» **EXCERPT TO READ**:
--- Start ---

Unless the Yankees make it to their 40th World Series this fall, Tuesday night's All-Star Game likely is the last time a truly major national sports event will unfold at a place that has seen more of them than any other.

Believe it or not, Yankee Stadium is closing down 85 years after Babe Ruth appropriately christened "The House That Ruth Built" with a three-run homer that beat the Red Sox - who else? - on Opening Day, April 18, 1923. Next season the Steinbrenners will be cavorting in a new Yankee Stadium nearby, but it won't be the same.

Not hardly.

You might as well build new versions of the U.S. Capitol, Big Ben and the Sphinx. Sometimes you just can't improve on the original, no matter how many overpriced luxury boxes you add.

In this era when stadiums sprout like steel and concrete weeds - three are rising in the New York City area alone - perhaps it seems foolish to mourn the loss of baseball's third-oldest venue (behind Fenway and Wrigley). But this wasn't just another jock stop.

--- End ---

» **RAW DATA**:
--- Start ---

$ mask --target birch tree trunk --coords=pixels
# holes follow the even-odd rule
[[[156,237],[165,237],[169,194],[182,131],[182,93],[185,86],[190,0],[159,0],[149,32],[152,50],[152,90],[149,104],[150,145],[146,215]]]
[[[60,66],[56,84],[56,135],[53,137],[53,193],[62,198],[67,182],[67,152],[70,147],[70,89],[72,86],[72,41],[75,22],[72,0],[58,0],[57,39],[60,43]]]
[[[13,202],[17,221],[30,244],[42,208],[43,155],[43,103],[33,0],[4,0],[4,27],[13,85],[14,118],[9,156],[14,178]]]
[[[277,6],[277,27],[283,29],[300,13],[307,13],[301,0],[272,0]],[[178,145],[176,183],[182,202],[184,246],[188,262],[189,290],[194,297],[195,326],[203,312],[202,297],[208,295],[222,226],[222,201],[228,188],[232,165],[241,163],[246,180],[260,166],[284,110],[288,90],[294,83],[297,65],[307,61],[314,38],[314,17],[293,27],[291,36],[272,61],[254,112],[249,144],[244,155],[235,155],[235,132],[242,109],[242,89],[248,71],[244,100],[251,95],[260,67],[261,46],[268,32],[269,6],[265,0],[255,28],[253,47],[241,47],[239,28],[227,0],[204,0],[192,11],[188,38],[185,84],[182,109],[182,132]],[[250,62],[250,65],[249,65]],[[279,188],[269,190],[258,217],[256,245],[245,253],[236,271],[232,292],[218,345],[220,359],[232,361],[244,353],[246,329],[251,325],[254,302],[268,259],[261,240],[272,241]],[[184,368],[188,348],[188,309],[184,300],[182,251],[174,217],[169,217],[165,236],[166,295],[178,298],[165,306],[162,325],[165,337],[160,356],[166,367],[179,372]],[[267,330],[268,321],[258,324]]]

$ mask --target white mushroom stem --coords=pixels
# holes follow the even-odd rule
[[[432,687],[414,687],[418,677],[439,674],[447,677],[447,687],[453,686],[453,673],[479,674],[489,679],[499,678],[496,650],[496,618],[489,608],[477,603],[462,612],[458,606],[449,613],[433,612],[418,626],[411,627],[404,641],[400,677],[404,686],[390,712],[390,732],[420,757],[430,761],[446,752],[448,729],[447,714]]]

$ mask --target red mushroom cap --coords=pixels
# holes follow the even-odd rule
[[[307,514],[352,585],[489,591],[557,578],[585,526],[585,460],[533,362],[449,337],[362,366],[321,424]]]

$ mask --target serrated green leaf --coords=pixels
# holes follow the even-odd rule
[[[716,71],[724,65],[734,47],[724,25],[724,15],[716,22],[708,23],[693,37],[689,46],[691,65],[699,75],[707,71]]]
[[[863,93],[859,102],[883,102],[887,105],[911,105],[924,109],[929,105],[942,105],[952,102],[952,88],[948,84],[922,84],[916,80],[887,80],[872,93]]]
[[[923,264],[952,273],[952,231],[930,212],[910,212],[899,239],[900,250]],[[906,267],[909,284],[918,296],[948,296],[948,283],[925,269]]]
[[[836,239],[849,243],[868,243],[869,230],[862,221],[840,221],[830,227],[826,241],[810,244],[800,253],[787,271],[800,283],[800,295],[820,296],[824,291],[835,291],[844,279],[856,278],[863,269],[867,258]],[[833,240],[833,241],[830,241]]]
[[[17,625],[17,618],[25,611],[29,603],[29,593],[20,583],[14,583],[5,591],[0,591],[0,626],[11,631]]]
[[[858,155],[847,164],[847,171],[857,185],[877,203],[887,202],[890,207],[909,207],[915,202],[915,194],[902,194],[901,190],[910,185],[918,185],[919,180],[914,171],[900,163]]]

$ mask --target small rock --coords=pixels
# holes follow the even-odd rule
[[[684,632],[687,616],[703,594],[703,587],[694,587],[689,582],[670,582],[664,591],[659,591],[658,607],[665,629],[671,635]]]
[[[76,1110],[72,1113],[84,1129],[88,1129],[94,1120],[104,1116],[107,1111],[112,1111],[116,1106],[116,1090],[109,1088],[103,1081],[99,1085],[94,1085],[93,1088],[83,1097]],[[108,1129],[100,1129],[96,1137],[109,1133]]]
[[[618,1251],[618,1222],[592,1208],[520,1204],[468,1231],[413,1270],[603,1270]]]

--- End ---

» **SET TASK**: According to the passage on Yankee Stadium's closing, what team lost to Babe Ruth's three-run homer on Opening Day, April 18, 1923? You won't need the rows for this.

» **TASK RESULT**: The Red Sox.